# SUPPLIED DATA
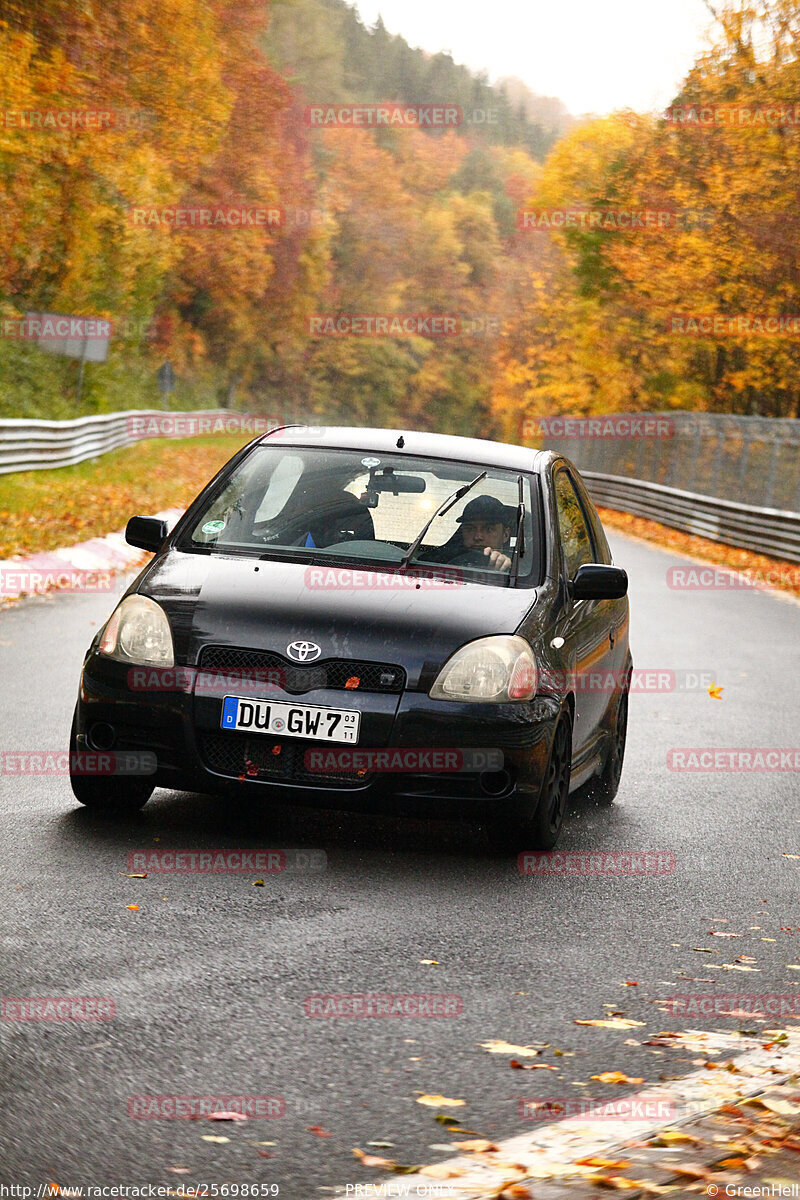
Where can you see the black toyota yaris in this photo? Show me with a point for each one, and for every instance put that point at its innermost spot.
(370, 619)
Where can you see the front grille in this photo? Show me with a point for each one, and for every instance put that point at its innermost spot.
(331, 673)
(239, 755)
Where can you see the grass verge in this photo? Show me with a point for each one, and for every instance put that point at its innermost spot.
(47, 509)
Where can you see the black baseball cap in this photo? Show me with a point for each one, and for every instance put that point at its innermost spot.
(485, 508)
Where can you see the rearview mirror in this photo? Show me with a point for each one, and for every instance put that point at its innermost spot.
(146, 533)
(388, 481)
(596, 581)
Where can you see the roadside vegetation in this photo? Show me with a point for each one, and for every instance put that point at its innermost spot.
(48, 509)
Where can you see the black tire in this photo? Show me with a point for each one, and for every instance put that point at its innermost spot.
(606, 785)
(106, 793)
(539, 828)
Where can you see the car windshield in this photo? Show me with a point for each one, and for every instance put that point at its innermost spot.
(317, 504)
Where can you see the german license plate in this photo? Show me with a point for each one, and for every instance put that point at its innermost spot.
(290, 720)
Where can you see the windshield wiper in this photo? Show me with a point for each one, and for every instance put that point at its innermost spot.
(443, 508)
(513, 570)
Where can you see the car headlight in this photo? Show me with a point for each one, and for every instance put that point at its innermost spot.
(492, 669)
(138, 631)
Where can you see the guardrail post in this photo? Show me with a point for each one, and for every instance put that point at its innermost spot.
(770, 483)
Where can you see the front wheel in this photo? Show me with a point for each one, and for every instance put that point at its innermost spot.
(540, 828)
(606, 786)
(108, 793)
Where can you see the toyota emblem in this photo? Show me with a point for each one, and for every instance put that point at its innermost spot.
(304, 652)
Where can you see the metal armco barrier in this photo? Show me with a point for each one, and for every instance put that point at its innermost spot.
(36, 445)
(765, 531)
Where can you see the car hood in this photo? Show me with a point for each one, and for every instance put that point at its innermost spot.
(214, 599)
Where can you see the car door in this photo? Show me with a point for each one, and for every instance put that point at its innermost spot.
(585, 625)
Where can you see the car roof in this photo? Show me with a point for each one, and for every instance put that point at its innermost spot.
(425, 445)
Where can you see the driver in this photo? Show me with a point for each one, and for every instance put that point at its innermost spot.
(486, 526)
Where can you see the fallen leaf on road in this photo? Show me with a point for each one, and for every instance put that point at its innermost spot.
(691, 1170)
(614, 1181)
(615, 1077)
(781, 1108)
(529, 1051)
(673, 1137)
(441, 1171)
(531, 1066)
(372, 1159)
(593, 1161)
(614, 1023)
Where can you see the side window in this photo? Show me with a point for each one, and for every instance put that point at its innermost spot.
(599, 534)
(572, 525)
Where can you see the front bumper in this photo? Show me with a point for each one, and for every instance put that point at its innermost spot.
(182, 729)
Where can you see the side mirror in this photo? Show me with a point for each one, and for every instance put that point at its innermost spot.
(146, 533)
(595, 581)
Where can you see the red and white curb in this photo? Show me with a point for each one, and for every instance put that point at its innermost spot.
(549, 1153)
(86, 567)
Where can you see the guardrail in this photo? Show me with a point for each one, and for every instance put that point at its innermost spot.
(773, 532)
(37, 445)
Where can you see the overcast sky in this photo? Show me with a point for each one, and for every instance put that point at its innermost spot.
(594, 54)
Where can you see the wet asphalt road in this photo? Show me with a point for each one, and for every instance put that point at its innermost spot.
(209, 977)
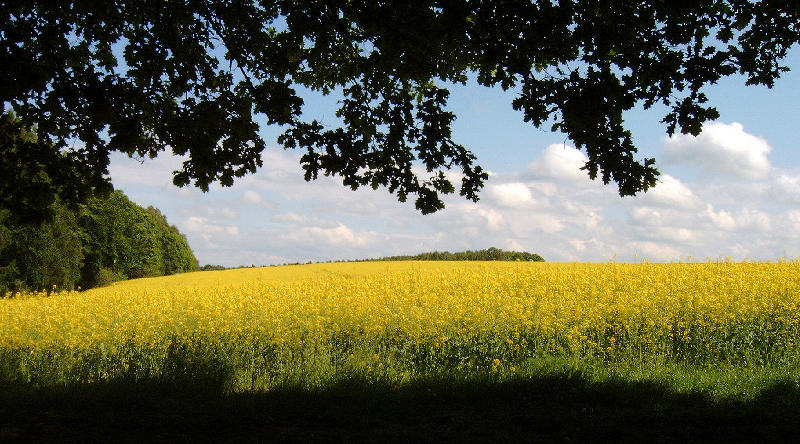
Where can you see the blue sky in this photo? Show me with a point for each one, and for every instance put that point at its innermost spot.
(732, 191)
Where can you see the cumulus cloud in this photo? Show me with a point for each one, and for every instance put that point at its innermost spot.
(515, 195)
(671, 192)
(207, 229)
(551, 208)
(561, 163)
(721, 149)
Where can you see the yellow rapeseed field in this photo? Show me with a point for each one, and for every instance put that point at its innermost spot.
(261, 325)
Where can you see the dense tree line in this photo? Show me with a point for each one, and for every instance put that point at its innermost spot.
(108, 239)
(489, 254)
(105, 239)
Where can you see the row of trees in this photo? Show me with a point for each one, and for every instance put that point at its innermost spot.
(109, 238)
(490, 254)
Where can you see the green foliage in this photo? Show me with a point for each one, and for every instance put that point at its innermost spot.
(124, 240)
(41, 256)
(490, 254)
(177, 257)
(198, 76)
(108, 240)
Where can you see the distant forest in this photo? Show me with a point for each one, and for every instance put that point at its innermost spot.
(489, 254)
(108, 239)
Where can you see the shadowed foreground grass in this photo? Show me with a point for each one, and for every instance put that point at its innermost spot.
(560, 403)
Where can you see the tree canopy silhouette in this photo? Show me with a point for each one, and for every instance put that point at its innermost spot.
(192, 76)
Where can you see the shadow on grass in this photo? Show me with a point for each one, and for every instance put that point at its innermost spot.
(531, 409)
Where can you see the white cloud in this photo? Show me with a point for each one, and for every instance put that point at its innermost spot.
(742, 219)
(551, 208)
(251, 197)
(724, 149)
(515, 195)
(208, 229)
(670, 192)
(561, 163)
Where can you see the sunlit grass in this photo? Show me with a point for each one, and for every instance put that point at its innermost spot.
(395, 323)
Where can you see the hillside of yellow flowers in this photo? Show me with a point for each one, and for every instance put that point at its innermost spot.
(393, 321)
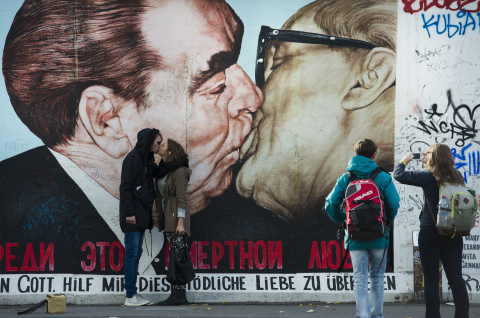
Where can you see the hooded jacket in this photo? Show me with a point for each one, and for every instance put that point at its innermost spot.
(175, 190)
(137, 191)
(362, 167)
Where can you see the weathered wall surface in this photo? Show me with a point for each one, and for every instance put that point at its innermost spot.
(437, 97)
(263, 161)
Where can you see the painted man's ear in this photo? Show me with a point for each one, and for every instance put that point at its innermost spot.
(376, 74)
(98, 113)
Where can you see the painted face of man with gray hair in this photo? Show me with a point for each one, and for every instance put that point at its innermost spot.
(319, 100)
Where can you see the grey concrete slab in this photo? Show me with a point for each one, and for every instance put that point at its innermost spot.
(400, 310)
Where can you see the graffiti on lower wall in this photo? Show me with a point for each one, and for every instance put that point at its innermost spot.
(76, 91)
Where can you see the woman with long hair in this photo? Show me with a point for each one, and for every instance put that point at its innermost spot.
(433, 247)
(173, 212)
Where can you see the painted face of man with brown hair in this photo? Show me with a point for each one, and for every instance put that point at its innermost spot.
(197, 94)
(202, 97)
(319, 100)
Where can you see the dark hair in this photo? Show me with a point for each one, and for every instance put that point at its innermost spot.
(55, 49)
(366, 148)
(177, 151)
(440, 162)
(366, 20)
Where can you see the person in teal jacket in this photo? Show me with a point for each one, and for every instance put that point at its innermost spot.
(368, 257)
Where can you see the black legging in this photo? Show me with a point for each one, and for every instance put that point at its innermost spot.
(181, 242)
(434, 247)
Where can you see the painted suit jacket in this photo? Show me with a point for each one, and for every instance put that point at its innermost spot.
(40, 203)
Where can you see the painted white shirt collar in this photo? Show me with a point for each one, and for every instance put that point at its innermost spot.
(107, 206)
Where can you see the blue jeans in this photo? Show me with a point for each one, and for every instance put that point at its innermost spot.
(365, 264)
(133, 252)
(434, 247)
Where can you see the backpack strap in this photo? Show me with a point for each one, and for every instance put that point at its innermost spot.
(344, 258)
(352, 176)
(375, 173)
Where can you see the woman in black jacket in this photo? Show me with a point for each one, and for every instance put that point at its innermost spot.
(433, 246)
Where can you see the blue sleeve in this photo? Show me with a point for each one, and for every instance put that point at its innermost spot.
(335, 199)
(415, 178)
(391, 196)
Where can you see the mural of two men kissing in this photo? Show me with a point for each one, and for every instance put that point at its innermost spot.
(85, 76)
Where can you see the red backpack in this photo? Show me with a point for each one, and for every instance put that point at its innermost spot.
(365, 208)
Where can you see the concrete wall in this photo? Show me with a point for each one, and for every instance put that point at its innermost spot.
(263, 161)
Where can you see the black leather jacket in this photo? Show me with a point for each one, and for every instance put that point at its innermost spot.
(137, 191)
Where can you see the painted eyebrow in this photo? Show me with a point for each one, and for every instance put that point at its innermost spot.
(219, 62)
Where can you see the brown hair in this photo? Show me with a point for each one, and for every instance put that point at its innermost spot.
(366, 148)
(367, 20)
(177, 151)
(55, 49)
(440, 162)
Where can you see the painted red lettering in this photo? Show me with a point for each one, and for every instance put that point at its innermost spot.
(202, 255)
(337, 254)
(193, 254)
(231, 245)
(314, 256)
(324, 254)
(9, 257)
(274, 254)
(92, 257)
(348, 261)
(246, 255)
(217, 253)
(102, 246)
(116, 267)
(46, 256)
(263, 246)
(29, 258)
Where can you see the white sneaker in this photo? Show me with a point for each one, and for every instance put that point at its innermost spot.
(136, 300)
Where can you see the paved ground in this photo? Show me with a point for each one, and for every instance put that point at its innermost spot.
(402, 310)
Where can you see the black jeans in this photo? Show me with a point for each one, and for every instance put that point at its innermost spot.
(434, 247)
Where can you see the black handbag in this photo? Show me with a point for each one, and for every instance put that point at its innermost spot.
(180, 268)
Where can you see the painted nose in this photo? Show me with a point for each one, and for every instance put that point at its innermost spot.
(247, 97)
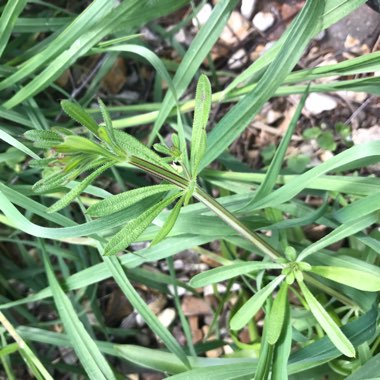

# DESCRIPTION OF THE TASK
Show every line of the records above that contains the word "woman".

# THE OUTPUT
Where can you see the woman with long hair in this photo? Show me with a point for each one, and for every instance put that point at its innermost spot.
Where can you see the woman in black jacket in this photo? Show me with a point for each one, and for every instance put that point at its innermost spot.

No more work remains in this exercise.